DIRECTIVE:
Can you reproduce all of the records below word for word, leaving out the pictures?

## Begin DATA EXTRACT

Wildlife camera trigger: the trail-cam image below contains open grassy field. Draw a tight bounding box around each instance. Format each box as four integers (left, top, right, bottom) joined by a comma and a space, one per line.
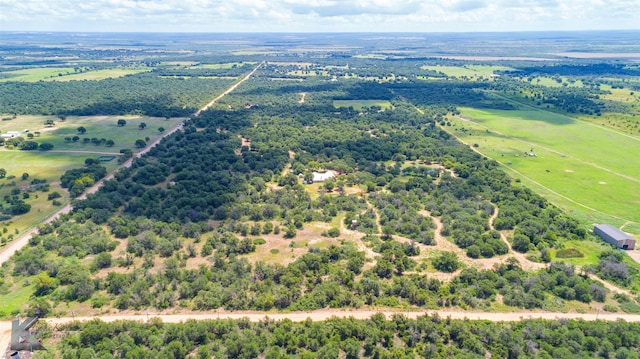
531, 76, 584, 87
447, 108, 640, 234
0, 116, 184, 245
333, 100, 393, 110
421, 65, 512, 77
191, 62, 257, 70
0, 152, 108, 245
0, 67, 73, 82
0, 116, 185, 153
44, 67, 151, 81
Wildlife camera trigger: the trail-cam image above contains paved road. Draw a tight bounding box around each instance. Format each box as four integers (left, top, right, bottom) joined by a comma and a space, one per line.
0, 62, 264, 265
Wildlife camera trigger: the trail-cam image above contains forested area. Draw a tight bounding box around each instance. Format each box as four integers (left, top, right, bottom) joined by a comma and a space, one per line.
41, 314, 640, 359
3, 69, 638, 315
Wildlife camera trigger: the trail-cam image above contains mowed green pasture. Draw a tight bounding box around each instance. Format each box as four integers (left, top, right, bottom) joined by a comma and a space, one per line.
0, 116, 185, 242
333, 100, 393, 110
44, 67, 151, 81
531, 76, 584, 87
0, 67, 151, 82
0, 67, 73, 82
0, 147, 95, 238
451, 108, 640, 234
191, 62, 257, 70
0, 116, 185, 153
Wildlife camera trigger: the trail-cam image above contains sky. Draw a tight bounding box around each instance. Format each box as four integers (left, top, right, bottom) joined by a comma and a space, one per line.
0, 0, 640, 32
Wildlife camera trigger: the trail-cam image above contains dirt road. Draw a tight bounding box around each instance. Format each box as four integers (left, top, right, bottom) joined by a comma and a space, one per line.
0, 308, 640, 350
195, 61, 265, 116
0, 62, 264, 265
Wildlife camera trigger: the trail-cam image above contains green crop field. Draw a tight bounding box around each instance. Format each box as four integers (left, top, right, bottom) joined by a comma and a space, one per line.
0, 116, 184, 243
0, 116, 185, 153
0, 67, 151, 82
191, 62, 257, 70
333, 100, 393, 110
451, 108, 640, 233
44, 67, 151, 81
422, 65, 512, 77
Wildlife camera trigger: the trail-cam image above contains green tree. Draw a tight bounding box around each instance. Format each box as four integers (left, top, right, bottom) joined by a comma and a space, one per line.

## End DATA EXTRACT

RIGHT ANSWER:
Wildlife camera trigger: the trail-cam image below contains open grassy field. Draw a tight bounding box around each instance. Format each box as four integers (left, top, right, bottom) joined by a comma and a space, one per line.
531, 76, 584, 87
447, 108, 640, 234
0, 116, 184, 245
333, 100, 393, 110
421, 65, 512, 77
191, 62, 257, 70
0, 152, 108, 245
0, 67, 73, 82
0, 116, 185, 153
44, 67, 151, 81
Wildlife camera trigger: the trail-cam image above contains paved road. Draw a tight bounding box around each instance. Format each box as four integers (left, top, right, bottom) joined by a comma and a space, one per line.
0, 62, 264, 265
Wildlife camera trigger: the trail-cam image above contains forested area. Draw a tight bounding box around each instance. Format each box as four integers (left, top, right, bottom) joined by a comma and a space, one per line.
41, 314, 640, 359
3, 69, 638, 315
Wildlife camera trigger: the trail-cam image above contains mowed green pasture. Draw a tight bounding box around each instance. Format each box as four integers (left, top, right, bottom) joined by a comma and a space, one per line.
0, 116, 185, 242
333, 100, 393, 110
44, 67, 151, 81
531, 76, 584, 87
0, 67, 151, 82
0, 67, 73, 82
0, 147, 95, 238
451, 108, 640, 234
191, 62, 257, 70
0, 116, 185, 153
Wildlife camera trigger: the trail-cam image above contains sky. Draw a tight bounding box around each instance. Format each box as four integers (left, top, right, bottom) joined by a comma and a space, one per line.
0, 0, 640, 32
Wildlife camera trigger: the trail-cam image above contains dirt road. Draw a tight bounding box around each instance. Format each box as four integers (left, top, right, bottom) joined by a comma and a space, one per line.
0, 308, 640, 350
195, 61, 265, 116
0, 62, 264, 265
Wildlife camera trigger: the trail-cam image above contains green crop field. Draw a tight bounding box around each instance. Format each box as four integers (left, top, right, bottom) joined by a comma and a space, one per line.
0, 116, 184, 243
0, 116, 185, 153
0, 67, 151, 82
191, 62, 257, 70
333, 100, 393, 110
451, 108, 640, 233
44, 67, 151, 81
422, 65, 512, 77
Wildlife camera trigger: the trail-cam image above contains green tree. Draw a tight bounding box around each instance. Format each box as four integers (left, top, right, bottom) joined by a comma and a space, one per line.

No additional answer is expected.